[rbridge] Last Call comment on: http://www.ietf.org/internet-drafts/draft-ietf-trill-prob-01.txt

Silvano Gai sgai at nuovasystems.com
Fri Oct 27 10:33:56 PDT 2006


these are my comments:

Sgai 1> The document assume that in spanning tree there are transient
loops. THIS IS ABSOLUTELY FALSE. Spanning tree never causes a loop, not
even during a transition. The document assumes that, since in ST there
are transient loops, it is OK to have transient loops in TRILL and that
they only need to be mitigated through a TTL.

The TTL solution is OK for unicast traffic, since unicast traffic does
not replicate while in the loop and eventually the TTL will drop it or
the network will converge and the frame will be delivered.

The TTL solution is NOT OK for multicast/broadcast traffic, since this
traffic replicates while in the loop causing a broadcast/multicast
storm.

Due to the fact that switches replicate in HW and have low latency, in a
meshed network, even with a moderate TTL, in few hundreds microseconds,
billion of frames will be part of the storm.

These billions of frames will be queue everywhere, causing hosts to
crash, but especially they will saturate the queue of the switch CPU.
The CPU quickly becomes incapable of dealing with its queue and
incapable of receiving control frames to break the loop. 

Anyhow, ISIS will react in hundreds of milliseconds, while the storm
will reach its peak in hundreds of microseconds.

Customers that have seen a broadcast storm, due to a bogus ST
implementation or a misconfiguration, don't want to see a second one.

A solution based on TTL must therefore have a strong requirement for
dedicated buffers/paths for the control frames to reach the CPU, so that
it is guarantee that control frames will eventually break the loop. 

I don't think it is acceptable to have temporary loop for broadcast
multicast, even if they are mitigated by TTL. An interlock mechanism
similar to ST must be used for multicast/broadcast.

I ask for a strong requirement that says: "TRILL MUST avoid
multicast/broadcast storms"

Sgai 2> ST provides symmetrical forwarding, i.e. the path from A to B is
the reverse of the path from B to A. Is this a requirement for TRILL?

Sgai 3> the terminology used in this draft is not the one used in IEEE
standards. This makes it difficult to understand what certain sentences
really mean. Concepts like autolearning and caches are not IEEE
concepts.

Sgai 4> There is no mention of the applicability of other important IEEE
standards/WG/Study Groups, e.g.
- 802.3ad-2000, Link Aggregation.
- 802.1ah - Provider Backbone Bridges
- 802.1aq - Shortest Path Bridging
- 802.1au - Congestion Notification
- 802.1ad - Provider Bridges 
- 802.1AE - MAC Security
- 802.3ar - Congestion Management Task Force.
- 802.3as - Frame Expansion Task Force.
I think this document needs to clearly state the position of the WG with
respect to these projects.

Sgai 5> I also think there need to be a mention of the applicability of
important industrial efforts:
- NIC Teaming
- uplinkfast
- split-MLT
- Q in Q
All these are widely deployed in all datacenters/enterprises. I think
this document needs to clearly state the position of the WG with respect
to these de fact standards.

----------

■ SHORT EXERCISE ■
Write out the Last Call comment starting at "These billions of" and ending at "to break the loop.", swapping "switch CPU" for "bridge CPU".

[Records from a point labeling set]
----------

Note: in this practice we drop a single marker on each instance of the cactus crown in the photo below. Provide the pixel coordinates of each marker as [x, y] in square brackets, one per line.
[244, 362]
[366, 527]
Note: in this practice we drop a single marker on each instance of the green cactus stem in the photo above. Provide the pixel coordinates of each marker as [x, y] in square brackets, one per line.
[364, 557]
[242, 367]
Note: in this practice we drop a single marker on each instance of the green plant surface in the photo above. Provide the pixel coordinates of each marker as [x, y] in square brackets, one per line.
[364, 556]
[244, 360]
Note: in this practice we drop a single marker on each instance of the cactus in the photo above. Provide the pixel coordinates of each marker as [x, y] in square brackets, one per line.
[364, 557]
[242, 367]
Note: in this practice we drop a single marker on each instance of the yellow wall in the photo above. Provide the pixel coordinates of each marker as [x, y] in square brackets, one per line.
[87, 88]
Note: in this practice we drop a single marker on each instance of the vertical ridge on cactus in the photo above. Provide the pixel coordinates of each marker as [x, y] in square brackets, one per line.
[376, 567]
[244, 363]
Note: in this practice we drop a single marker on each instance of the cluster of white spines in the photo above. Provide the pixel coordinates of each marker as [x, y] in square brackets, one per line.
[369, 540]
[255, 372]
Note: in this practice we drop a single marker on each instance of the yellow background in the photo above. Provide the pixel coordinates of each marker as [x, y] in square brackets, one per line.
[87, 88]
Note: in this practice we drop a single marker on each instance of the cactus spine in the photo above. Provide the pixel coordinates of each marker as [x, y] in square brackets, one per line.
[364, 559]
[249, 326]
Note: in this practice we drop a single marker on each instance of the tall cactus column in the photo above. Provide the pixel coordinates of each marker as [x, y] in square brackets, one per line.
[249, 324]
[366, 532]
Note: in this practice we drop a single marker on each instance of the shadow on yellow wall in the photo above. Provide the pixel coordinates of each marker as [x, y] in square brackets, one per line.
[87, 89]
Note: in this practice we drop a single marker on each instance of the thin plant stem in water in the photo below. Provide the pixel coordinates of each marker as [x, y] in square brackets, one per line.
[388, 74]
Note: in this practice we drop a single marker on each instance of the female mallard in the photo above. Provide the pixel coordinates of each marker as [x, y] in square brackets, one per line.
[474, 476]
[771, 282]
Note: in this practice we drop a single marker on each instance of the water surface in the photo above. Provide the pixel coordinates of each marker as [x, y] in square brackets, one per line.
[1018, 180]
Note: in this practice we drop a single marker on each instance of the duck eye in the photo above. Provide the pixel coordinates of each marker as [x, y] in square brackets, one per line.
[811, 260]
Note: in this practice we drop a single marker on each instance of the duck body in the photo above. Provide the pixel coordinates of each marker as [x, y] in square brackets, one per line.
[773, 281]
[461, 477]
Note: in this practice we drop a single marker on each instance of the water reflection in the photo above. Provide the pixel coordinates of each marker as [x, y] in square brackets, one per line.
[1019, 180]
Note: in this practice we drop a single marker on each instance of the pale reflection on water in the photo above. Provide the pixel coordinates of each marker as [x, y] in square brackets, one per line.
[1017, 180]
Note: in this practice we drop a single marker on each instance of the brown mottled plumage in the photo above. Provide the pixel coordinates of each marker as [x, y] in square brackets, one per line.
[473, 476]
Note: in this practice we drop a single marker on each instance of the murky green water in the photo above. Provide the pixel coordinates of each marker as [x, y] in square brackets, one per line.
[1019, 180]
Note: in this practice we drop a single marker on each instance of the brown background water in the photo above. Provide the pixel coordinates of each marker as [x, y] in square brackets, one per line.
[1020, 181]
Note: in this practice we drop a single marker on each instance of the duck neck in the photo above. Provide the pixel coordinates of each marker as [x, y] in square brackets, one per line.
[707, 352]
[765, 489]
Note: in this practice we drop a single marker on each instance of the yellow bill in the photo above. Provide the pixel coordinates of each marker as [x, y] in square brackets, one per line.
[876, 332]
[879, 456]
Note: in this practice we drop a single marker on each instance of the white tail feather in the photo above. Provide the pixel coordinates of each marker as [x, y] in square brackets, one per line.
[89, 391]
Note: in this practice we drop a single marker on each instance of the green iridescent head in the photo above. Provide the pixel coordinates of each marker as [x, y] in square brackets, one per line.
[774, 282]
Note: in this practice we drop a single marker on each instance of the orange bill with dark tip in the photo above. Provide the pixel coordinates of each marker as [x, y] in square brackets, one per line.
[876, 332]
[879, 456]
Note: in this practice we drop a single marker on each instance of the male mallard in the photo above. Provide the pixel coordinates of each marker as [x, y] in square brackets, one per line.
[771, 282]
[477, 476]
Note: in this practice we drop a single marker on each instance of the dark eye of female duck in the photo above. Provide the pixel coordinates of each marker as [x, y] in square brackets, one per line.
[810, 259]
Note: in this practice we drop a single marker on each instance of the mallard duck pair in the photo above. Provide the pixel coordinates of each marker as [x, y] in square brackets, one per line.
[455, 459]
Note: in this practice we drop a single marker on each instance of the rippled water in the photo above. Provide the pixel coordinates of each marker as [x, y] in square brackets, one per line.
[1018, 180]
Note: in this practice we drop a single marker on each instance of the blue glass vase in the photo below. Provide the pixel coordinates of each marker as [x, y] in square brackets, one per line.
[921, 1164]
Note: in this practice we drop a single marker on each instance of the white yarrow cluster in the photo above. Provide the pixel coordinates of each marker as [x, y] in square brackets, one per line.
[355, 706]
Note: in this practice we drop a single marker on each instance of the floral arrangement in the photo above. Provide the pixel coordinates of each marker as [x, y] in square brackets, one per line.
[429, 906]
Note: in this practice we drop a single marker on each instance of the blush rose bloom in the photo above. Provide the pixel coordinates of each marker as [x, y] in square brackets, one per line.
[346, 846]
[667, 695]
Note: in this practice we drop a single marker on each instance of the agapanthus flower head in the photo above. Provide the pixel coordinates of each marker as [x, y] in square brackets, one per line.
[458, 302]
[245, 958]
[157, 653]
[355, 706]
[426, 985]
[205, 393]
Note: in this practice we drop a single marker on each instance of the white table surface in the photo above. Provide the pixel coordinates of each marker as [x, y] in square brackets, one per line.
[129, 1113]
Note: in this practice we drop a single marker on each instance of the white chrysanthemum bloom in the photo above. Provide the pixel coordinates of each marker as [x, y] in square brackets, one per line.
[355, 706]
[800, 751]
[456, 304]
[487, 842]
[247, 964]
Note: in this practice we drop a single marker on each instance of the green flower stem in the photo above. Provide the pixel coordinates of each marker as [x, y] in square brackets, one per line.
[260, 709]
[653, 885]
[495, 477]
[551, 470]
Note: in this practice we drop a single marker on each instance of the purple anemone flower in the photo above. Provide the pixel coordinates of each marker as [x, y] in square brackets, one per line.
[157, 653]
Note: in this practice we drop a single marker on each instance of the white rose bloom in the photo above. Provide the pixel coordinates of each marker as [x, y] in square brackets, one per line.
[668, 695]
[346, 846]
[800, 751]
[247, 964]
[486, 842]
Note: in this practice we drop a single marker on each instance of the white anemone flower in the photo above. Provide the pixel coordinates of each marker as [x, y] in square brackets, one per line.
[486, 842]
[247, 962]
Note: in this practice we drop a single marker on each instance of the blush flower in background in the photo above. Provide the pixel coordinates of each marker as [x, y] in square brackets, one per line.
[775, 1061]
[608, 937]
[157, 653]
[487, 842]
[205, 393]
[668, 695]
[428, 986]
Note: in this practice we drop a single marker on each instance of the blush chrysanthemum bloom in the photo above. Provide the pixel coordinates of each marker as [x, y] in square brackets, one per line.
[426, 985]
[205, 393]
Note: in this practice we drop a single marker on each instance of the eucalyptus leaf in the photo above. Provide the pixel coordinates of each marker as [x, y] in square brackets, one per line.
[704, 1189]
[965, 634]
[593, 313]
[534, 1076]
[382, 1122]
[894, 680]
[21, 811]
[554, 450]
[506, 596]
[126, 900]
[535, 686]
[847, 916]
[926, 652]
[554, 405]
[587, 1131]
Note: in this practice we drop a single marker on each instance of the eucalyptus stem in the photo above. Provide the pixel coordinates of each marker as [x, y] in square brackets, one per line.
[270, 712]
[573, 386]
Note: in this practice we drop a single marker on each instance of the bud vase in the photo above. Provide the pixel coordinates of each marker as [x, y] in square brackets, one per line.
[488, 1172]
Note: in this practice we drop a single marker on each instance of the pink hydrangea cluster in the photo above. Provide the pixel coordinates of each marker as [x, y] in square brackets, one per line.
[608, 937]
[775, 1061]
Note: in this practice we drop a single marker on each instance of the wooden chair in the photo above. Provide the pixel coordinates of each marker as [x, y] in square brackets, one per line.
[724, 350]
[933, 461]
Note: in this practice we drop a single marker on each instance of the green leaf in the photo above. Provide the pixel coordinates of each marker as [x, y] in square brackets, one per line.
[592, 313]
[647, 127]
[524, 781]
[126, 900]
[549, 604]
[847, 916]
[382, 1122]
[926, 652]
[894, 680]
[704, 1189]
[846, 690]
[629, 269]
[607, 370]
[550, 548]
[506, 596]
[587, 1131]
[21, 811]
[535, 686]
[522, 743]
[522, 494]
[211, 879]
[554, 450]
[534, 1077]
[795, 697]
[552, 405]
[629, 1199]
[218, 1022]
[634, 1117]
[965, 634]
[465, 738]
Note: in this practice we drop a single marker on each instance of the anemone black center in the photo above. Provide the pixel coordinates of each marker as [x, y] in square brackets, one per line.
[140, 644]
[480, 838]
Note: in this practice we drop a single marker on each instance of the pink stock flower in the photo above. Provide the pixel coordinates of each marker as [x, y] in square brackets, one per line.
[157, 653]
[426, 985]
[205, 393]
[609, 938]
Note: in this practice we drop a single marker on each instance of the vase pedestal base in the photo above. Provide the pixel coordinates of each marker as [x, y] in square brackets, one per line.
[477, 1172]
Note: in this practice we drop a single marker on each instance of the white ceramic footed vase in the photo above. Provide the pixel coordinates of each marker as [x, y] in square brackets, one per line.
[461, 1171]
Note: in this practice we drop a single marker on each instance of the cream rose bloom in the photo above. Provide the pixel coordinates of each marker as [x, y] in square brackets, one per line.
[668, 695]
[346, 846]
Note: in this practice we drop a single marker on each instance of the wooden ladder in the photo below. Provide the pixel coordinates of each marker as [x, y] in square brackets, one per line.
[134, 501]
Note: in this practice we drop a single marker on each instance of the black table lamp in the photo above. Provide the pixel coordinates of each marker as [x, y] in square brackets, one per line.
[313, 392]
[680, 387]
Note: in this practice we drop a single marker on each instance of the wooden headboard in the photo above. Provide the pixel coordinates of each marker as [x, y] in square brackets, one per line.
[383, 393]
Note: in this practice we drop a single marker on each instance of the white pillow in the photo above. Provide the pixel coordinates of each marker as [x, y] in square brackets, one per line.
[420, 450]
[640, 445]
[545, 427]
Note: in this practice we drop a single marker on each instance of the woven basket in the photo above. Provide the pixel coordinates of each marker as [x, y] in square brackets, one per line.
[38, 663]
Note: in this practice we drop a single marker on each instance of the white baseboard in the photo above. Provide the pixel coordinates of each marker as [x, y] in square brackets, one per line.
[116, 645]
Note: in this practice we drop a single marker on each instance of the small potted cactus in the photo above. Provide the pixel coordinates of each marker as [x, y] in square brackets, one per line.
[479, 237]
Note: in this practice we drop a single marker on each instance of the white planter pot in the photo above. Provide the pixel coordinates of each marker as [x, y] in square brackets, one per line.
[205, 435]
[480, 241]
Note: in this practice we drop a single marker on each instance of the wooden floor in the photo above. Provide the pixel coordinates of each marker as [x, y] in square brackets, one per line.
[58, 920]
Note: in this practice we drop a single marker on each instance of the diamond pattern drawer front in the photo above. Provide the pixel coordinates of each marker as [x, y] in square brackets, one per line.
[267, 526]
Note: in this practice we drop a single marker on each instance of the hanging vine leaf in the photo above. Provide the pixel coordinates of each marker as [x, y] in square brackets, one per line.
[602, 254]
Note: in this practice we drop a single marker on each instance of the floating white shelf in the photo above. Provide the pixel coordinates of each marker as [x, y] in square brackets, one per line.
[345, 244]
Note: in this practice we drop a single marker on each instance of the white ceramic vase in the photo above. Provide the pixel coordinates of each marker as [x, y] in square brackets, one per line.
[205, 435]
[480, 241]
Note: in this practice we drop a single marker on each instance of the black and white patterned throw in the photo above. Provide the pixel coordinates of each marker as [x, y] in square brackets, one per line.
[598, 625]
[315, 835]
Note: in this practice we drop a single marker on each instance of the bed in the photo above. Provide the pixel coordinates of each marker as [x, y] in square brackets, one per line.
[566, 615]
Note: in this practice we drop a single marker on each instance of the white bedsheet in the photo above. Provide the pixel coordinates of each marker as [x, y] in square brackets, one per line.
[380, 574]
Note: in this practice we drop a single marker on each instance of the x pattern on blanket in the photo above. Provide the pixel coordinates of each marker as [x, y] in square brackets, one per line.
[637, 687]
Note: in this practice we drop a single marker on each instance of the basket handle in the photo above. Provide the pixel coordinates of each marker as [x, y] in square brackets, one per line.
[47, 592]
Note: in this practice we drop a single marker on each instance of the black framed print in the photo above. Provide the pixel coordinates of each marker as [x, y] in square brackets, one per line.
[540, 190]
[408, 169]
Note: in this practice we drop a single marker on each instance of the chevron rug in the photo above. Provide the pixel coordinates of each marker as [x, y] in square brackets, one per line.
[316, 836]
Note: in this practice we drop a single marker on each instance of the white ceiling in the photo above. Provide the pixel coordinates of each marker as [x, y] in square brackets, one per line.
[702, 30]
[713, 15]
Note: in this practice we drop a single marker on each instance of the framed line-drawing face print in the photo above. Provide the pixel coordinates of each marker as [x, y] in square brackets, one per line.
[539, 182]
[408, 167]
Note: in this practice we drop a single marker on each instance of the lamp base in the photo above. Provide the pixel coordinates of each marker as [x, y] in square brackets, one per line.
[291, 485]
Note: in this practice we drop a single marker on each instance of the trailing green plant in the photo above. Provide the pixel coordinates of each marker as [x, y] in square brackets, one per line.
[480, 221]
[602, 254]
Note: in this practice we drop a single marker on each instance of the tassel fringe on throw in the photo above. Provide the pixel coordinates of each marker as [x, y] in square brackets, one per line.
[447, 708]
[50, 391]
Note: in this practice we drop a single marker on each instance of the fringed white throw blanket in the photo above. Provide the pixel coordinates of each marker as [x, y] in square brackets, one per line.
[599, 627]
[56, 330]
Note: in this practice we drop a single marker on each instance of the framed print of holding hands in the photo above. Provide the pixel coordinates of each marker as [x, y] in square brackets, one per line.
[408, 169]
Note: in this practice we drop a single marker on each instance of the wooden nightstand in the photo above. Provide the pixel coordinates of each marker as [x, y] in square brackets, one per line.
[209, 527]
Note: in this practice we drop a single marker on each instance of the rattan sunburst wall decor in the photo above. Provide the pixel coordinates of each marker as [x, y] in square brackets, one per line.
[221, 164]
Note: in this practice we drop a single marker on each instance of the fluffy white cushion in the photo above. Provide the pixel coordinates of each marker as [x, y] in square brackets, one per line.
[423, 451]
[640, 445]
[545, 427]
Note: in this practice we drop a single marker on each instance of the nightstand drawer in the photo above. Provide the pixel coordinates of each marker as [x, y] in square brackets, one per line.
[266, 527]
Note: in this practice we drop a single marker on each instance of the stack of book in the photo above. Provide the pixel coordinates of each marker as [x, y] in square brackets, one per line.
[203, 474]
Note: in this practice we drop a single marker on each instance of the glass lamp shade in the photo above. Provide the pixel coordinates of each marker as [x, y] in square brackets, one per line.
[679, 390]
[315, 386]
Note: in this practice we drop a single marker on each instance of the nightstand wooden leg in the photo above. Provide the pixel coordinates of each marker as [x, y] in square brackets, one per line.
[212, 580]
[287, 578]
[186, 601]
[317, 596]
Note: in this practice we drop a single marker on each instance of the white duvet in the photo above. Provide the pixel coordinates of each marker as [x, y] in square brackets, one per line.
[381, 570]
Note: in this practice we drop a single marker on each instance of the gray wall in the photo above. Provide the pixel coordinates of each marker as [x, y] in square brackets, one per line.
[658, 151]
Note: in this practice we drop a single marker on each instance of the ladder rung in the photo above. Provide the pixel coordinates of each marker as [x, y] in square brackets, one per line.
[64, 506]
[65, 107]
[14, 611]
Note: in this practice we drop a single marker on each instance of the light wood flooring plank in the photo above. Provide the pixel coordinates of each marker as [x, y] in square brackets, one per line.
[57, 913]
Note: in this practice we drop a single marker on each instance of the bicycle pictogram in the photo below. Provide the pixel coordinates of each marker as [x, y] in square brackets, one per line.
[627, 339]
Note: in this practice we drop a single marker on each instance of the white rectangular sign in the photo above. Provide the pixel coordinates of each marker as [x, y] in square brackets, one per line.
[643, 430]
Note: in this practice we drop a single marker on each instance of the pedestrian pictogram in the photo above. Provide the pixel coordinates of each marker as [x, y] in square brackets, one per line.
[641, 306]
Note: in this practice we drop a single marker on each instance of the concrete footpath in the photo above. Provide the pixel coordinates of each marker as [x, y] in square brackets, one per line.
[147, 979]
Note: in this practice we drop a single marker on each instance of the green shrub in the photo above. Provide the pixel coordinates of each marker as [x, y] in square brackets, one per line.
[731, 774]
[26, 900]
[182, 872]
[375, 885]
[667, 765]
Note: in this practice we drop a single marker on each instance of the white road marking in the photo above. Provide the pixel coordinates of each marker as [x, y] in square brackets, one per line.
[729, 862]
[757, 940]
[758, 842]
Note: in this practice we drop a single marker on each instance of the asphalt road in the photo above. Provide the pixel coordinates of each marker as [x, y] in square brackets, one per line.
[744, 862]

----------

■ SOLUTION TO THIS PROBLEM ■
These billions of frames will be queue everywhere, causing hosts to
crash, but especially they will saturate the queue of the bridge CPU.
The CPU quickly becomes incapable of dealing with its queue and
incapable of receiving control frames to break the loop.